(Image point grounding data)
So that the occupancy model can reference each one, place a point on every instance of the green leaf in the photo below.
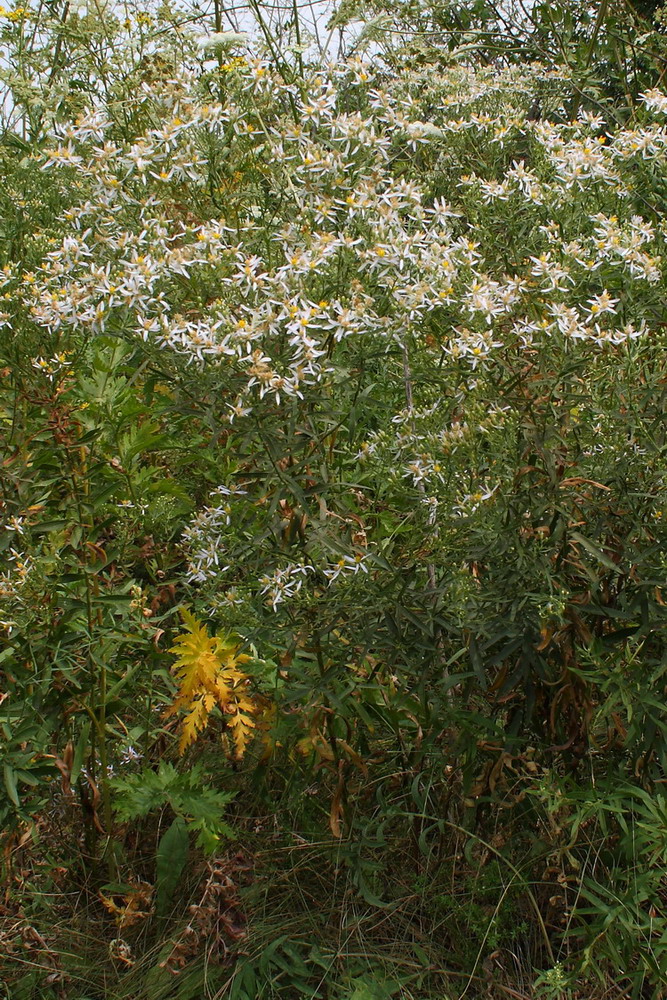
(10, 784)
(172, 854)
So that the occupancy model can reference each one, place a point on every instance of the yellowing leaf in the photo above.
(207, 668)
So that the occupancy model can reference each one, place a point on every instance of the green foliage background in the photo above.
(442, 544)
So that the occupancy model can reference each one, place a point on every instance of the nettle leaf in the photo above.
(188, 795)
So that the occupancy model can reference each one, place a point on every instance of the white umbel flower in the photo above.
(221, 40)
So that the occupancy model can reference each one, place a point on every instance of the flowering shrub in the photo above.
(372, 351)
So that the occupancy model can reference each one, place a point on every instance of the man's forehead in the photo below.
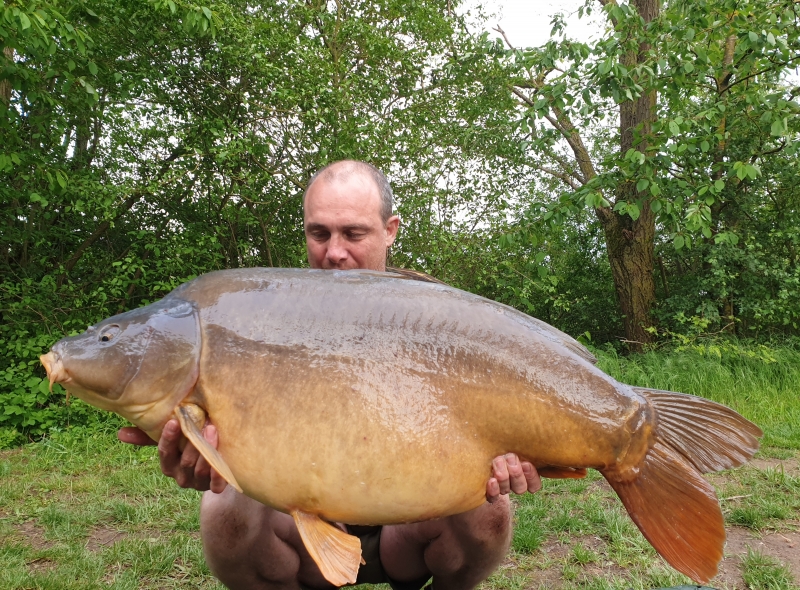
(347, 192)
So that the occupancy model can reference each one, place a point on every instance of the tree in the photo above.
(686, 82)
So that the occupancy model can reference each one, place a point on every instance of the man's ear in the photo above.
(392, 224)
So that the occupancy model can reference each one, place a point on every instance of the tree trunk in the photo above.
(5, 85)
(630, 242)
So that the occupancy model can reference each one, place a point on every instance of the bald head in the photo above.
(342, 171)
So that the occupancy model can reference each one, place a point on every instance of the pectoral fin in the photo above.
(191, 418)
(337, 554)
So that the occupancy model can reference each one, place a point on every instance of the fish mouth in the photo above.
(55, 368)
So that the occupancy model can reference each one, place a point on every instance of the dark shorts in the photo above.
(372, 571)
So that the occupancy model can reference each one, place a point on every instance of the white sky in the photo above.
(527, 23)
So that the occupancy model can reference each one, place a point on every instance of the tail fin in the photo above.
(674, 507)
(712, 437)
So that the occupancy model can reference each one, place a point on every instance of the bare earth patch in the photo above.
(32, 534)
(102, 537)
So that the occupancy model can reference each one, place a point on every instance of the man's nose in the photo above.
(337, 252)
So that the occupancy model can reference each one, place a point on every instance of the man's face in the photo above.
(343, 225)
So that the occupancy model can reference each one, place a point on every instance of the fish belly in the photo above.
(367, 432)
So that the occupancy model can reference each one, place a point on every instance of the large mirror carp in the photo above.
(334, 392)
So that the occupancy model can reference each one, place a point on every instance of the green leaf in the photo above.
(741, 171)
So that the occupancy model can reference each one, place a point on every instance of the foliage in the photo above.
(710, 169)
(147, 143)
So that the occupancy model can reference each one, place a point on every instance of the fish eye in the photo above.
(107, 335)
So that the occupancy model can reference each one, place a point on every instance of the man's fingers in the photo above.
(500, 473)
(492, 490)
(135, 436)
(517, 481)
(532, 478)
(169, 453)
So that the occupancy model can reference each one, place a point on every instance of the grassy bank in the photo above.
(78, 510)
(761, 383)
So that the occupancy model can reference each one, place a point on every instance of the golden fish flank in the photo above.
(355, 374)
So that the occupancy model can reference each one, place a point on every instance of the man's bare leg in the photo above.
(460, 551)
(250, 546)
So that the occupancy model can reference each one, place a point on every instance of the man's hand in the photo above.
(188, 468)
(511, 475)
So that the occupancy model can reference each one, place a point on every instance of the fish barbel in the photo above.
(333, 392)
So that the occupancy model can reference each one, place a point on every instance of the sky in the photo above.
(527, 23)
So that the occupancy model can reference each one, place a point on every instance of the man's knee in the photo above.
(240, 544)
(472, 545)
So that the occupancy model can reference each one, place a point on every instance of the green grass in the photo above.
(79, 510)
(763, 384)
(762, 572)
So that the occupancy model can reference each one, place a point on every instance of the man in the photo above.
(348, 224)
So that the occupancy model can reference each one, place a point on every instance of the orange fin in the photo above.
(710, 436)
(337, 554)
(191, 418)
(676, 510)
(561, 472)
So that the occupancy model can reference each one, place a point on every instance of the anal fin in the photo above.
(676, 510)
(189, 415)
(337, 554)
(554, 472)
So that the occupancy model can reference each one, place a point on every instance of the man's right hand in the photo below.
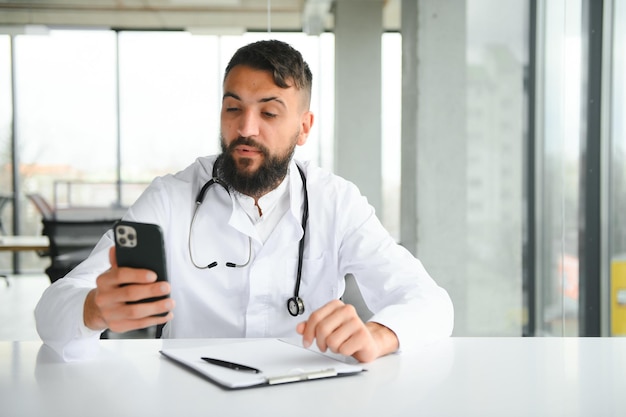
(106, 306)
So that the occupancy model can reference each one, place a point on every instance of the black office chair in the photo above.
(71, 242)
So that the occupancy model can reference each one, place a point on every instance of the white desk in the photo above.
(24, 243)
(457, 377)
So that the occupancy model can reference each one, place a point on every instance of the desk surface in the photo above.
(456, 377)
(23, 243)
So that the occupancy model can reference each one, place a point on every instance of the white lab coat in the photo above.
(343, 236)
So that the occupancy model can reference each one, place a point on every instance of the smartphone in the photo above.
(140, 245)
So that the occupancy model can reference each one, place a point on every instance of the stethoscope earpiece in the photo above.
(295, 305)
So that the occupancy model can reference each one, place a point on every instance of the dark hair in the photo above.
(282, 60)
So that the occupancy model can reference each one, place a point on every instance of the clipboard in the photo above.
(277, 360)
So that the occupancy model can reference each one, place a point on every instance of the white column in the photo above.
(358, 31)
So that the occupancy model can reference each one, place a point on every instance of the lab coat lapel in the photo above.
(289, 229)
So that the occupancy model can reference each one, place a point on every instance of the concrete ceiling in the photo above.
(209, 16)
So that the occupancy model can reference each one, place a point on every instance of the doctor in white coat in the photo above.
(263, 251)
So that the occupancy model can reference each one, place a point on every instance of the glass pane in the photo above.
(6, 176)
(66, 121)
(168, 102)
(497, 59)
(391, 130)
(617, 187)
(558, 184)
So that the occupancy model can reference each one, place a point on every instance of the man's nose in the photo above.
(248, 124)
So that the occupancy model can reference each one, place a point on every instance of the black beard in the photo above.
(268, 176)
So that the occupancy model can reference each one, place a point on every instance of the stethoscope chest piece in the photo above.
(295, 305)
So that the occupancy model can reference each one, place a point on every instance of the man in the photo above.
(236, 250)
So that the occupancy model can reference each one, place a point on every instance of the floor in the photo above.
(19, 295)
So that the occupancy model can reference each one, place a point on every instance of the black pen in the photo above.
(231, 365)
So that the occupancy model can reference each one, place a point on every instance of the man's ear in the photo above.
(305, 127)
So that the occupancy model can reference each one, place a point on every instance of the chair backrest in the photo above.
(44, 208)
(71, 236)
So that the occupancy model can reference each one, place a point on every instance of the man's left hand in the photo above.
(337, 326)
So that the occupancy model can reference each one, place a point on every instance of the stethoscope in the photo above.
(295, 305)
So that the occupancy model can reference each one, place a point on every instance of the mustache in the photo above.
(247, 141)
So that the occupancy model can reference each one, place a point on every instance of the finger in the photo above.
(127, 325)
(138, 311)
(337, 327)
(136, 292)
(112, 257)
(318, 317)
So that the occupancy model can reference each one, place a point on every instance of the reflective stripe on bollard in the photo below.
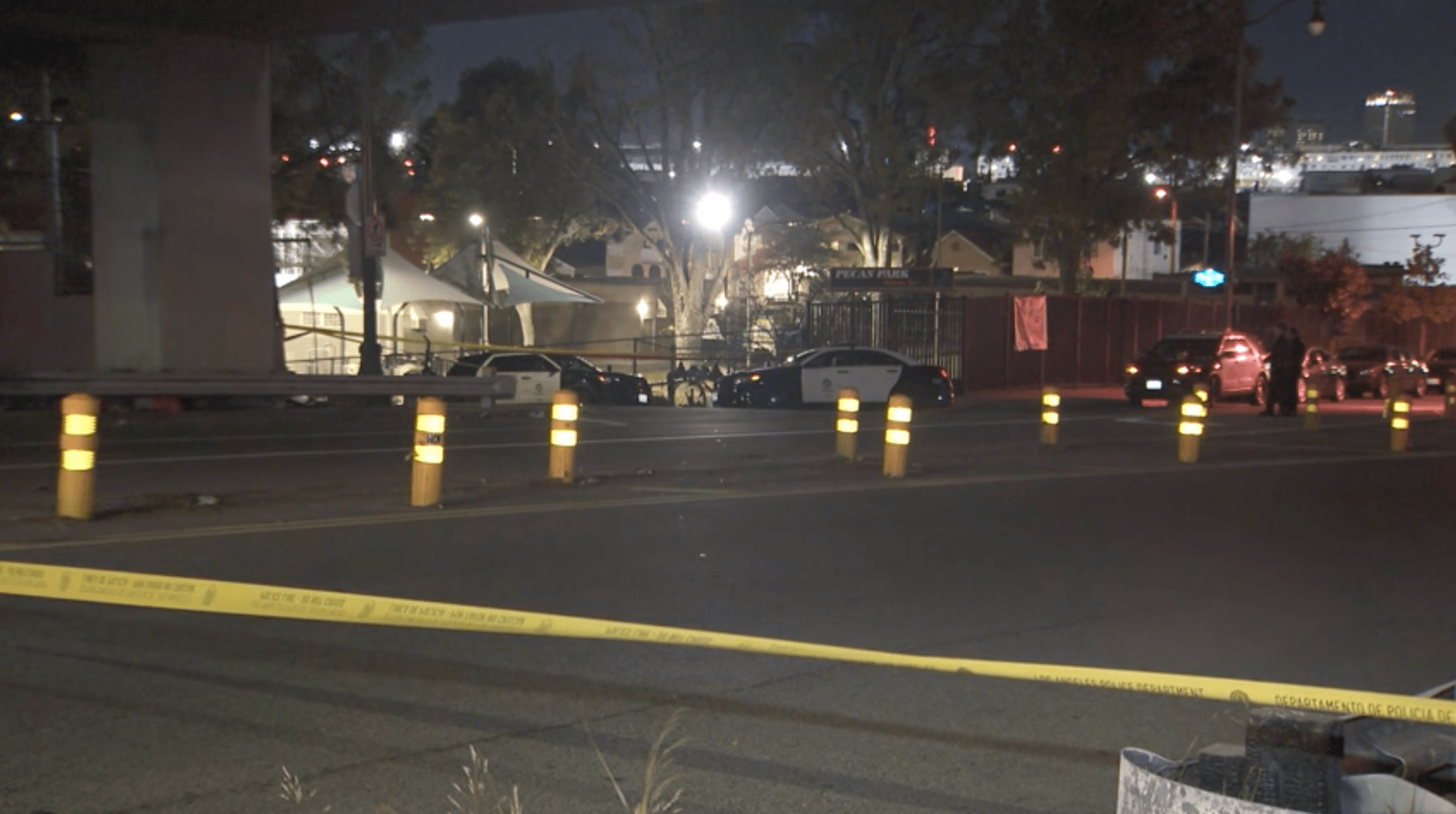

- [What to produce] Would you give the data above again word for word, skipping any images?

- [Response to the exercise]
So that the occupancy model can reference each one, place a point on every instance of the green leaf in the photo below.
(10, 784)
(172, 854)
So that the occupancy model can reference each one, place a point on every instance of the yellowing leaf in the photo above.
(207, 668)
So that the occupancy model can reference each one, place a point on every instance of the green foliage background in the photo above.
(442, 544)
So that the occupancy model can reference each one, place a point on every instance of the nettle leaf in the photo above.
(188, 795)
So that the occupancy model can reference each one, place a point on every instance of the white umbel flower in the photo above.
(221, 40)
So that the occupancy model can reference each one, place a point on every instance of the flowering shrub in the photo above.
(372, 351)
So that the occupancy model can reference each one, place a point on every instance of the man's forehead in the photo below.
(347, 192)
So that the occupancy model can reference each one, place a point on every instance of the tree in the photo above.
(686, 82)
So that the occupancy model can reference each one, place a point on every instance of the man's ear in the photo above.
(392, 224)
So that the occupancy model can reference each one, place a point on every instance of the tree trunk in the photo above.
(5, 85)
(630, 242)
So that the occupancy model can reference each one, place a point on every instance of the bald head in the photo above.
(342, 171)
So that the occupancy model can reference each one, place a point on every instance of the pectoral fin in the photo above.
(191, 418)
(337, 554)
So that the occupancy model can reference each one, place a point on every instance of the fish mouth in the photo above.
(55, 368)
So that the occupancy model can reference each one, place a point on every instance of the dark shorts in the photo above.
(372, 571)
So that the occupancy model can reference each one, place a point on every instance of the white sky in the photo above.
(527, 23)
So that the occupancy model can reference each one, place a point on every instance of the tail fin in the photo above.
(674, 507)
(712, 437)
So that the occupancy model can reference each one, place a point on every instance of the bare earth patch in the photo above.
(32, 534)
(102, 537)
So that the occupancy model can reference each one, place a point on every instance of the man's nose in the photo above.
(337, 252)
So that the occupancy model can reference each one, place a point on every instance of the man's face in the photo above.
(343, 225)
So that the occupancy model can reference each one, place a point on every instance of the fish belly in the photo above.
(367, 432)
So that the occupancy model can reference each one, place a point on every instance of the large mirror carp in the photo above.
(334, 392)
So that the occupancy model can reference each one, place a point on every instance of the green leaf in the photo above.
(741, 171)
So that the occupancy model can reference each one, place a point on every instance of the foliage in the photo above.
(710, 169)
(147, 143)
So that the occupancy model can reference each one, place a point on every instance of the fish eye in the photo above.
(107, 335)
So that the occupancy model can reference each one, place a point on every instance of the man's fingers in the photo above.
(500, 473)
(492, 490)
(135, 436)
(517, 481)
(532, 478)
(169, 453)
So that the occupancy model can reference each one, place a point on every instance of the grassy bank in the photo above.
(78, 510)
(761, 383)
So that the occupancy model can reference each one, place a point on every instance of the golden fish flank in the photo above.
(355, 374)
So that the occupancy model can reference each one, place a point on every instance of the man's bare leg in the photo above.
(460, 551)
(250, 546)
So that the occupancy model can reference each one, place a point on every instance of the man's hand in the photo above.
(188, 468)
(511, 475)
So that the occupancy model can reference each one, place a point on every instance of the fish barbel in the photo above.
(333, 392)
So that the occupancy model can reference each one, place a point on every instance of the sky in the photo above.
(527, 23)
So that the occupancy model can reference each one, place a point on every instance of the man's knee in the photo above.
(240, 544)
(472, 545)
So that the occupancy model can reference each one, place a point on every instance of the green grass in the photo above.
(79, 510)
(763, 384)
(762, 572)
So that the occupancy model can reference each one, place a point on every instance of the man in the photo above.
(348, 224)
So that the occupancy model can reference each one, place a point on every instance of the orange fin in the photo above.
(710, 436)
(337, 554)
(191, 418)
(676, 510)
(561, 472)
So that the occupancy model can reference each one, place a point on every instance of the anal fin in the photo above.
(676, 510)
(189, 415)
(337, 554)
(554, 472)
So that the occupancy model can reference each one, place a point on every instance of the man's right hand in the photo below.
(106, 306)
So that the occupancy model can reference each one, place a point on every instance of the black office chair in the photo above.
(71, 242)
So that the occupancy model can reference each one, place a point on every instance of the white desk in the photo above.
(24, 243)
(457, 377)
So that the occupancy model can reference each one, place a point on every instance of the desk surface in the photo above.
(456, 377)
(23, 243)
So that the occupancy model can reference each one, place a point on every instance of the white lab coat in the photo above.
(343, 236)
So that the occupancy model can reference each one, place a point on every instance of the smartphone in the photo above.
(140, 245)
So that the occupancy model can reference each one, place a point on every instance of the stethoscope earpiece in the photo above.
(295, 305)
So that the occupancy model can reference each one, place a point on every instance of the dark hair in the photo above.
(282, 60)
So that the occupancy model can reference each one, place a point on every instance of the clipboard in the photo above.
(277, 360)
So that the occupancy model can reference each one, place a point on every instance of the white column in the photo above.
(358, 31)
So that the occupancy model can reference each one, place a point on every instance of the lab coat lapel in the photo above.
(289, 229)
So that the occupancy model can reference each one, place a point on every instance of the concrete ceiling in the photo above.
(209, 16)
So that the occupancy model can reference each one, place a point on every instance of the doctor in white coat in the photo above.
(263, 251)
So that the occupancy model can reference each one, place a point on every instance of the glass pane in the photo above.
(6, 176)
(66, 121)
(168, 102)
(497, 59)
(391, 130)
(617, 187)
(558, 184)
So that the occupancy model can reference each one, place a point on every instance of the man's nose in the photo above.
(248, 124)
So that the occupancy model can reference each one, place a point on every instance of the black beard in the photo above.
(268, 176)
So that the occupancy model can reference each one, place a point on every instance of the stethoscope chest piece in the photo above.
(295, 305)
So that the occupancy model can reference each one, place a point on every instance of the man in the photo above.
(236, 250)
So that the occupancy model can reference each one, place a point on every instance of the floor in the photo above.
(19, 295)
So that the occupancy model can reference each one, place a point on every instance of the black pen in the photo above.
(231, 365)
So that the occupancy model can reference each one, place a point on every instance of the man's ear in the photo above.
(305, 127)
So that the occupancy model can reference each one, place a point on every instance of the chair backrest in the photo above.
(44, 208)
(71, 236)
So that the occupancy model can reference each one, place a point on every instance of the man's left hand in the photo above.
(337, 326)
So that the occupancy model can reference each one, place a point on every instance of the stethoscope in the photo above.
(295, 305)
So that the occupancy model can reference each one, place a point on every instance of the mustache in the photo above.
(247, 141)
So that the occupancy model can reference each one, place a point on every instance of the finger in the photo above.
(127, 325)
(138, 311)
(337, 327)
(136, 292)
(112, 257)
(318, 317)
So that the occupancy model can reference each one, place a point on every instance of the reflective stripe on bollard in the photo below.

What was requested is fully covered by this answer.